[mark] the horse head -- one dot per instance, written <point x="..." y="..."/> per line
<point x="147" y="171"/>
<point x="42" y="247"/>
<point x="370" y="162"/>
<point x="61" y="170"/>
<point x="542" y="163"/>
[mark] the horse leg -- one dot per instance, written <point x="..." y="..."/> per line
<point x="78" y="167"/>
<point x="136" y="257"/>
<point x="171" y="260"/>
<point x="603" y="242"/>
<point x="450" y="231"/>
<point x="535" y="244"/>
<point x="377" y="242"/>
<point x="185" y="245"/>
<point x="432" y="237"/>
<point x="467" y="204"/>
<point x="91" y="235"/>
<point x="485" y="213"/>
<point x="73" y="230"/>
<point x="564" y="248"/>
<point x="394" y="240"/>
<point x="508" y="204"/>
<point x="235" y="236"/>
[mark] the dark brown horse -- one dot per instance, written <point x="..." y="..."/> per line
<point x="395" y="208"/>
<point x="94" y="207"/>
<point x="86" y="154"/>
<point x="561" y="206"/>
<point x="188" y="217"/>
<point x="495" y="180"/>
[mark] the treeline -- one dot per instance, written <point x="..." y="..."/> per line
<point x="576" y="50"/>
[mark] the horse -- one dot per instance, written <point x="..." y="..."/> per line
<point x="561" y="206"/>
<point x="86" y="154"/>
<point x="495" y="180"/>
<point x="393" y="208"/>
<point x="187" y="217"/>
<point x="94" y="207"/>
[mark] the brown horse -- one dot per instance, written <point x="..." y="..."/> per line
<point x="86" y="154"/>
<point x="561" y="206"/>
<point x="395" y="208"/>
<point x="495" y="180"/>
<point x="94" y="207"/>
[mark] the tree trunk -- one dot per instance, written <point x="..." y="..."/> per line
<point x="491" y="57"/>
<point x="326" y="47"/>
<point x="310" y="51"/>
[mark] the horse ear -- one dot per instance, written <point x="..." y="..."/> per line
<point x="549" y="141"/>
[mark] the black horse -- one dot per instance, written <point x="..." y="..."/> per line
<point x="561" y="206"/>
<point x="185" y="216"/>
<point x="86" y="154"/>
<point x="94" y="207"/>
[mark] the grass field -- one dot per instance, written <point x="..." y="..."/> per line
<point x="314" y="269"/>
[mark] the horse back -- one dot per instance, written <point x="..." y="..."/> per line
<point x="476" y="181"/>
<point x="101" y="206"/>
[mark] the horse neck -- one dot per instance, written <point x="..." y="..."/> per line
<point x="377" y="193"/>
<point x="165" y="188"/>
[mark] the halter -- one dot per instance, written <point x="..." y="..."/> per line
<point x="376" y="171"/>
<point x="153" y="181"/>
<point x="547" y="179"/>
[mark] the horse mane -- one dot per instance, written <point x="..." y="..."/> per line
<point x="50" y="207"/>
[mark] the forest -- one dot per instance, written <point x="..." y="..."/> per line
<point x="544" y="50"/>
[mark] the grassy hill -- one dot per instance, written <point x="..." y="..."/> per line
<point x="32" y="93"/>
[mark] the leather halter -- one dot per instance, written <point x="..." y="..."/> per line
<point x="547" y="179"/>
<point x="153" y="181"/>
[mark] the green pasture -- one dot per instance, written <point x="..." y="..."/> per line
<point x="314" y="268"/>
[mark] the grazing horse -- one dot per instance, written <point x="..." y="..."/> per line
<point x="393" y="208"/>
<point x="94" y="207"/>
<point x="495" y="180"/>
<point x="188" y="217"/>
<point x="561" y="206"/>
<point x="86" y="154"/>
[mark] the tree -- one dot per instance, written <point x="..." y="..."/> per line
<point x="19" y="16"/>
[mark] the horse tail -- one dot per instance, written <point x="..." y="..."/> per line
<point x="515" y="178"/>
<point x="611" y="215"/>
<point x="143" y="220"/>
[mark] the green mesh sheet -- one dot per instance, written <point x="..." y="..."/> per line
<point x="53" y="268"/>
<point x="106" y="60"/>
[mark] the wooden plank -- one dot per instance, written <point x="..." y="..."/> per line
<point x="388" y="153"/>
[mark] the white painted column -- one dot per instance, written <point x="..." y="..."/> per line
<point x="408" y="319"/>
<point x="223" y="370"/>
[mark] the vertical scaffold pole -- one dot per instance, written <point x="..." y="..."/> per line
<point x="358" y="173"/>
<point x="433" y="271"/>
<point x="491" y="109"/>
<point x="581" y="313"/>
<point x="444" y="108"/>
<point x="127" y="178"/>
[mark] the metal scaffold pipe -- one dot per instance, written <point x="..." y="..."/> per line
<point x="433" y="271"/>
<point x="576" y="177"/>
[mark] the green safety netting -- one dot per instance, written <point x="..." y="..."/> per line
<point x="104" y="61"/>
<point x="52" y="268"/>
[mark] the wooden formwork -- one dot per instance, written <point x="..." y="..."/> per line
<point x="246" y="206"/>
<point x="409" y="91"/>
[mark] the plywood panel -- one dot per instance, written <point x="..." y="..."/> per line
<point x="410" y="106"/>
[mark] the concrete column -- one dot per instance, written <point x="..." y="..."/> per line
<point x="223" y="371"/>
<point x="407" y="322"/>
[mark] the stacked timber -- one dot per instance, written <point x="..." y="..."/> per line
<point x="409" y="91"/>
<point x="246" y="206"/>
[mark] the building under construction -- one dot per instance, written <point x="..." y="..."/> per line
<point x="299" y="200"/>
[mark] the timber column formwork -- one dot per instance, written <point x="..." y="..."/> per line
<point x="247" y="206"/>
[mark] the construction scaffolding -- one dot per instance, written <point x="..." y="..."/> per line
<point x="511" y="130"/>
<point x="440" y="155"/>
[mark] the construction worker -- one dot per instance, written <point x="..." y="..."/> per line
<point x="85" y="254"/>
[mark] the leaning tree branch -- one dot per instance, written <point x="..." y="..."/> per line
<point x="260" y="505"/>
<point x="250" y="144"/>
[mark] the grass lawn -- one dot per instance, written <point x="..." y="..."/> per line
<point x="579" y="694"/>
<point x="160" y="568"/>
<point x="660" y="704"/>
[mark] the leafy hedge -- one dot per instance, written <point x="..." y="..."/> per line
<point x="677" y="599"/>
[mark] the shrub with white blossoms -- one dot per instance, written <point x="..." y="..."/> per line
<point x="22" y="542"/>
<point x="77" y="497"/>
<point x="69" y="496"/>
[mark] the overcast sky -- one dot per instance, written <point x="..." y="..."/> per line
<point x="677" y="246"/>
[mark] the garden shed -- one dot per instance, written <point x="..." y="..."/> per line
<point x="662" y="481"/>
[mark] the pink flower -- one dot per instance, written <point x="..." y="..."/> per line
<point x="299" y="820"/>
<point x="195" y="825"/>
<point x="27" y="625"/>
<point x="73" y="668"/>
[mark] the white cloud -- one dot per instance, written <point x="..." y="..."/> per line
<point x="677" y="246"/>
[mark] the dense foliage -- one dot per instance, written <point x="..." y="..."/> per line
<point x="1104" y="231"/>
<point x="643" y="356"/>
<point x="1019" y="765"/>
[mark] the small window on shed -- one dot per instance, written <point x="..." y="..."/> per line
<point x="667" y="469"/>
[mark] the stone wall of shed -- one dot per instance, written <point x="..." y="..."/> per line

▸ DO THIS
Please rescale the listing from the line holding "[mark] the construction scaffolding" through the end of the listing, inclusive. Reproduce every line in that span, multiplying each x and y point coordinate in the answers by 0.45 and rounding it to a whole number (halves round up), and leave everything else unchanged.

▸ TASK SOLUTION
[mark] the construction scaffolding -- one dot per instance, written <point x="..." y="..."/> per line
<point x="230" y="59"/>
<point x="198" y="70"/>
[mark] the construction worker -- one dot per instance, written <point x="..." y="..."/> per line
<point x="38" y="114"/>
[mark] the leaning tree branch -- one dot per instance, written <point x="..." y="..."/> per line
<point x="117" y="227"/>
<point x="113" y="65"/>
[mark] the grass lawn -- one dot per instance, written <point x="..." y="..."/> per line
<point x="261" y="312"/>
<point x="72" y="256"/>
<point x="297" y="317"/>
[mark] the leafy hedge -- one dot per instance, written <point x="..." y="..."/> per line
<point x="305" y="270"/>
[mark] the shrub with white blossoms -- one dot per instance, written <point x="..." y="..."/> per line
<point x="10" y="244"/>
<point x="35" y="224"/>
<point x="31" y="223"/>
[mark] the overcast sky -- one dot per instance, written <point x="..." y="..."/> per line
<point x="305" y="111"/>
[mark] the garden shed -- one dot per instance, written <point x="..." y="..."/> per line
<point x="298" y="216"/>
[mark] the pink flower -- one dot per instance, written <point x="..." y="..."/> per line
<point x="135" y="369"/>
<point x="88" y="371"/>
<point x="12" y="281"/>
<point x="33" y="301"/>
[mark] the white cloud -- one dot per instance, written <point x="..." y="..."/> per line
<point x="305" y="111"/>
[mark] the dense foliage -- one dot per instance, written <point x="..." y="..."/> per line
<point x="497" y="104"/>
<point x="289" y="160"/>
<point x="459" y="344"/>
[mark] the small window on shed -- one dot per instance, written <point x="..." y="..."/> per line
<point x="300" y="211"/>
[mark] the stone wall of shed -- one dot per instance, written <point x="..." y="..."/> per line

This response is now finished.